Далее. Постаревшая дура Эбба Берлинг поймала, зависть ее поизносилась, она пришла на распродажу, ей сказали: есть почти такое же, но на размер меньше. Ей пришлось немного похудеть, тогда ревность пришлась впору. Ревность украшает женщину, даже если она постаревшая, даже если она дура. Ревность встала, как влитая, у нее консистенция мастики - однажды попадет на пальцы и уже не ототрешь даже с ацетоном. Разнообразие поражает - кому строительная, кому кондитерская, кому сорокасемиградусная. Рот у Йесты открыт в форме дыры посередине эббиного туловища: он замечает это как раз вовремя, когда это могло бы смотреться глуповато, и послушно сжимает губы. Почему-то у него немного слабеет в коленях.
Поймав, постаревшая дура Эбба Берлинг расцвела во всей своей старости и дурости. Это - азартная игра. Чем больше ставишь, тем больше выигрыш, чем больше выигрыш, тем разорительнее проигрыш. Поставив на единицу, она сколотила небольшое состояние. С тех пор она советует это исключительно всем.

++++

§ **ПИСЬМЕННЫЕ ЗАДАНИЯ**:
1) Перепишите из отрывка слово в слово фрагмент от «Поймав, постаревшая дура» до «это исключительно всем.».
2) Объясните по отрывку, почему Эббе Берлинг пришлось немного похудеть.

§ **ПЕРЕЧЕНЬ МАТЕРИАЛОВ**:
++++

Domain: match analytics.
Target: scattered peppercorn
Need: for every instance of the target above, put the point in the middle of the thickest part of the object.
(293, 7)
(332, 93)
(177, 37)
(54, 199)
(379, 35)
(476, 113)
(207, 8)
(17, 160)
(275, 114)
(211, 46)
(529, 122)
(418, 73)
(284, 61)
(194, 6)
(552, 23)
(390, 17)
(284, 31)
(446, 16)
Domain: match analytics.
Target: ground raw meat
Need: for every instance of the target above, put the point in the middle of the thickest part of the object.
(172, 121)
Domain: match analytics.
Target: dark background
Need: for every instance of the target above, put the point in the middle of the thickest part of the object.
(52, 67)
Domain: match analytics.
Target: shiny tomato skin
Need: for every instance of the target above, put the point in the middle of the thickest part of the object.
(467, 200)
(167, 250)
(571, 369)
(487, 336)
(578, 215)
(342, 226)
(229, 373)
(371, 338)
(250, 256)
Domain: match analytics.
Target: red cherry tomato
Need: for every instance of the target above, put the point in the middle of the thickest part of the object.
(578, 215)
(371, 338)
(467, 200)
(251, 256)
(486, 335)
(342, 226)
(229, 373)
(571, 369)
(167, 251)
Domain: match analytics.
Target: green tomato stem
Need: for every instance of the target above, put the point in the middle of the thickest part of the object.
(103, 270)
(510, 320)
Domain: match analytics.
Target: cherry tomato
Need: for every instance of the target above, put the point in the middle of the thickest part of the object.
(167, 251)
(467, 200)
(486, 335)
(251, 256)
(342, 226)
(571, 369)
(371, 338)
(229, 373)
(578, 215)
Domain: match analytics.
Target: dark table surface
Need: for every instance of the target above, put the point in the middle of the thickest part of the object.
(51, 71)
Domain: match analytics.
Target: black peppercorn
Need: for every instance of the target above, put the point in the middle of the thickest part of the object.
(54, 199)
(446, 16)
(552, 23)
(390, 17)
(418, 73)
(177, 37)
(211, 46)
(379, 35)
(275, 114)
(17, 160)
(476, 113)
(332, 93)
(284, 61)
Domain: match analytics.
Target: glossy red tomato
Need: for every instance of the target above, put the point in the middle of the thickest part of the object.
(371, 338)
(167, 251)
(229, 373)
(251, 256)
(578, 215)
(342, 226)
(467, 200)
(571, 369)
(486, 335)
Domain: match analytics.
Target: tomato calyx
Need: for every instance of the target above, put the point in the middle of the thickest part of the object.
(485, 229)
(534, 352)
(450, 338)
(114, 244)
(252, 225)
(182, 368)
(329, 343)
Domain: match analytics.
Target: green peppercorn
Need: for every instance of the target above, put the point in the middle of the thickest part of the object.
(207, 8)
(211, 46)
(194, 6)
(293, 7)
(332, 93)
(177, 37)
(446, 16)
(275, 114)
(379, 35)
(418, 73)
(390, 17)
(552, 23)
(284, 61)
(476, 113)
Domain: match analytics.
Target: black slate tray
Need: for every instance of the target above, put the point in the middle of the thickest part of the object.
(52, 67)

++++

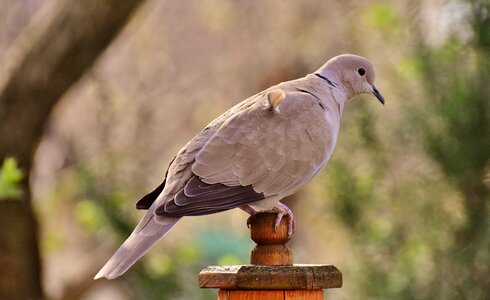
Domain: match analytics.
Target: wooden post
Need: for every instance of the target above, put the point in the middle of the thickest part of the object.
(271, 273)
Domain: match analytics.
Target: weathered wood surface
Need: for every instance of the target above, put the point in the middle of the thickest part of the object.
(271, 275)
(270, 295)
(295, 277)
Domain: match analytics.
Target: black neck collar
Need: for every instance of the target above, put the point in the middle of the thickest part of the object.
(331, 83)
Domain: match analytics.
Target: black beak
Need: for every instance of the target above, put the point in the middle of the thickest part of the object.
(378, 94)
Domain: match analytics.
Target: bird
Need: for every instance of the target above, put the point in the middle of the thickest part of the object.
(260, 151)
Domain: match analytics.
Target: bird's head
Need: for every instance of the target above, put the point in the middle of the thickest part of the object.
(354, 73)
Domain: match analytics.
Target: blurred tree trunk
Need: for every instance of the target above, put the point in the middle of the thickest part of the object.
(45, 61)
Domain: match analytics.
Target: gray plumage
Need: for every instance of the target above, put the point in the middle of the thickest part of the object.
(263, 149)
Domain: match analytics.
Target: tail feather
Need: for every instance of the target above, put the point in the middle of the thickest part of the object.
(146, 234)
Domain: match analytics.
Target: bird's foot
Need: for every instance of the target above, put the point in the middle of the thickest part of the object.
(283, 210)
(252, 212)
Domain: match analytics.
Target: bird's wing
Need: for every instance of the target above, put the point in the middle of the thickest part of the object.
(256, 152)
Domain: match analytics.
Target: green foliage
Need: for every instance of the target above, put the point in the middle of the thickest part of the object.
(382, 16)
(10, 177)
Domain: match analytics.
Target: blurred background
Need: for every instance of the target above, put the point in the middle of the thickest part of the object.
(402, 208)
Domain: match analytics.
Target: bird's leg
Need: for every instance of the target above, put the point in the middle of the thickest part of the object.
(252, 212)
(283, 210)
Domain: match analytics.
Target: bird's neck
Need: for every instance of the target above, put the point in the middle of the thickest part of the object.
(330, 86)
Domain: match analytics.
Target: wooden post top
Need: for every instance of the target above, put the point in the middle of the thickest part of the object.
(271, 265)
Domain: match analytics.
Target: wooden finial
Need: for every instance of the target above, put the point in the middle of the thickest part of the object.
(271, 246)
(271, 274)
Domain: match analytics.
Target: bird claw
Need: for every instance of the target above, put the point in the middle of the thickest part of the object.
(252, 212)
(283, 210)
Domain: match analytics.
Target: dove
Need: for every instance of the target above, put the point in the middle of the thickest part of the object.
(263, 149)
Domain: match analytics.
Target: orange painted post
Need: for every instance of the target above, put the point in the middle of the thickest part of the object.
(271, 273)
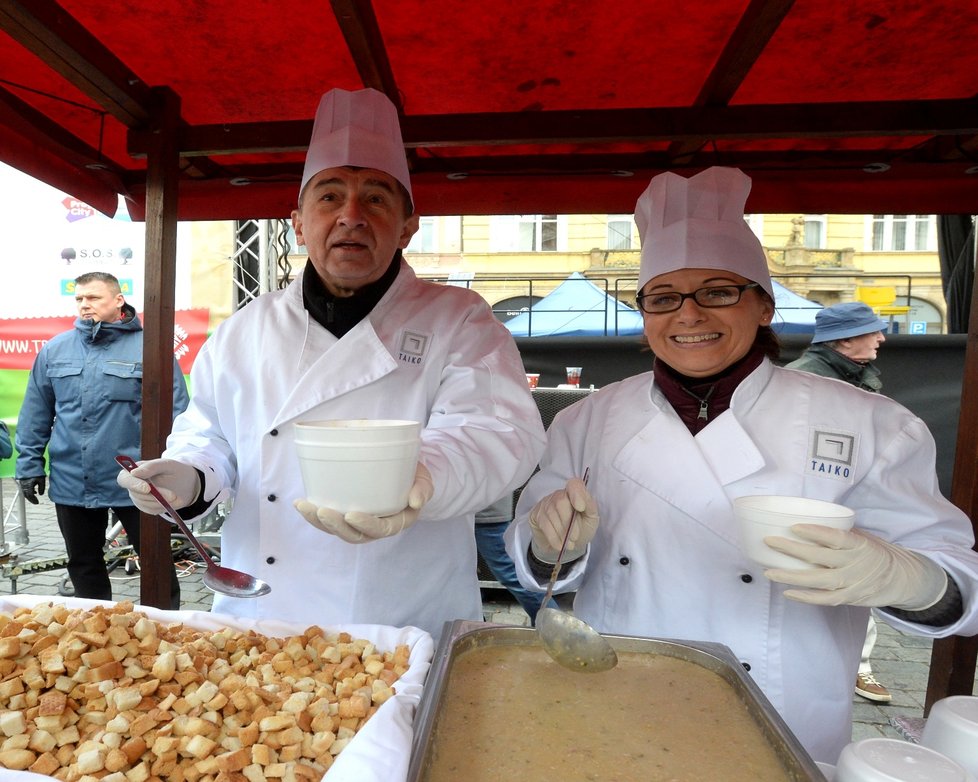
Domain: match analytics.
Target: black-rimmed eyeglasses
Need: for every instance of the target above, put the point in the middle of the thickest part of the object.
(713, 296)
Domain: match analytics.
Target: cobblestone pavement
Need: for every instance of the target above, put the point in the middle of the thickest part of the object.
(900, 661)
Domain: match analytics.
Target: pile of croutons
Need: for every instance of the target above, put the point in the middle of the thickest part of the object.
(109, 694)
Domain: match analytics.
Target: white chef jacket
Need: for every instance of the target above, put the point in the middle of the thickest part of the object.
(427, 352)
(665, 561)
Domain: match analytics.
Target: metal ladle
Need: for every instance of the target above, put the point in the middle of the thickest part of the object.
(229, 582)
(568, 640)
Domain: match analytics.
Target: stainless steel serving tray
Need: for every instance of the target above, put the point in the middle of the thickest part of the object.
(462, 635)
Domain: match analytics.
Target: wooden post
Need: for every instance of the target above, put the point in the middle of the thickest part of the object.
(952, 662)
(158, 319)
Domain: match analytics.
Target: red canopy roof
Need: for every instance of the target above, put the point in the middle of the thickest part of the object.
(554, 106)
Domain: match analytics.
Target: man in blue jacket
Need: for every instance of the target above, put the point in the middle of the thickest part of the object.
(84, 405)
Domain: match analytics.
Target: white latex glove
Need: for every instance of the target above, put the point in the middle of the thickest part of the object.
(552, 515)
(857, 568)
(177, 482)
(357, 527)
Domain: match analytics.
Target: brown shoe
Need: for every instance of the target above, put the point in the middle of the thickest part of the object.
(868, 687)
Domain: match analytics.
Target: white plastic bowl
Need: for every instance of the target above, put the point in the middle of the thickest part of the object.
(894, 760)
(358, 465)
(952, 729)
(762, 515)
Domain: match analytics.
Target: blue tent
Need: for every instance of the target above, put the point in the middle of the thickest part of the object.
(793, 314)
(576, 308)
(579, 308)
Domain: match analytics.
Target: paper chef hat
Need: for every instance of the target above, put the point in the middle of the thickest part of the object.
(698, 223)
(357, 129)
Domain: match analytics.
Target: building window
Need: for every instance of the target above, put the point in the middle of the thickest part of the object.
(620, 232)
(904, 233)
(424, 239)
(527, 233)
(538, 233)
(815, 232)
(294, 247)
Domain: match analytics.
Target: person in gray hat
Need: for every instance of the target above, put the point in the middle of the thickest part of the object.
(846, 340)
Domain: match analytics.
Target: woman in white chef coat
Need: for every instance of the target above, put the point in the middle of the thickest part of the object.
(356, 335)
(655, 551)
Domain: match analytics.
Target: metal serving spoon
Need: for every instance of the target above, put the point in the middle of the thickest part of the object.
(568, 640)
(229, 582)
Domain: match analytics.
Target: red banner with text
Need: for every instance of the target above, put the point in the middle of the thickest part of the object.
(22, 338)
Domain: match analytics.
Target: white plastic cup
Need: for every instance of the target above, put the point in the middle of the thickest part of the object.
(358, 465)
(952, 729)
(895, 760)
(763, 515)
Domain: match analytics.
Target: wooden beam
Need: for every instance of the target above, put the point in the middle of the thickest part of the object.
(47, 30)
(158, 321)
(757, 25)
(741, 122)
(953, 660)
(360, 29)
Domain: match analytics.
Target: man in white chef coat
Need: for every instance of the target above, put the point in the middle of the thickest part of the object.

++++

§ **ОТВЕТЫ ПО ЗАДАНИЯМ**:
1)
Поймав, постаревшая дура Эбба Берлинг расцвела во всей своей старости и дурости. Это - азартная игра. Чем больше ставишь, тем больше выигрыш, чем больше выигрыш, тем разорительнее проигрыш. Поставив на единицу, она сколотила небольшое состояние. С тех пор она советует это исключительно всем.

2) На распродаже ей сказали, что есть почти такое же, но на размер меньше. Поэтому ей пришлось немного похудеть, и тогда ревность пришлась ей впору.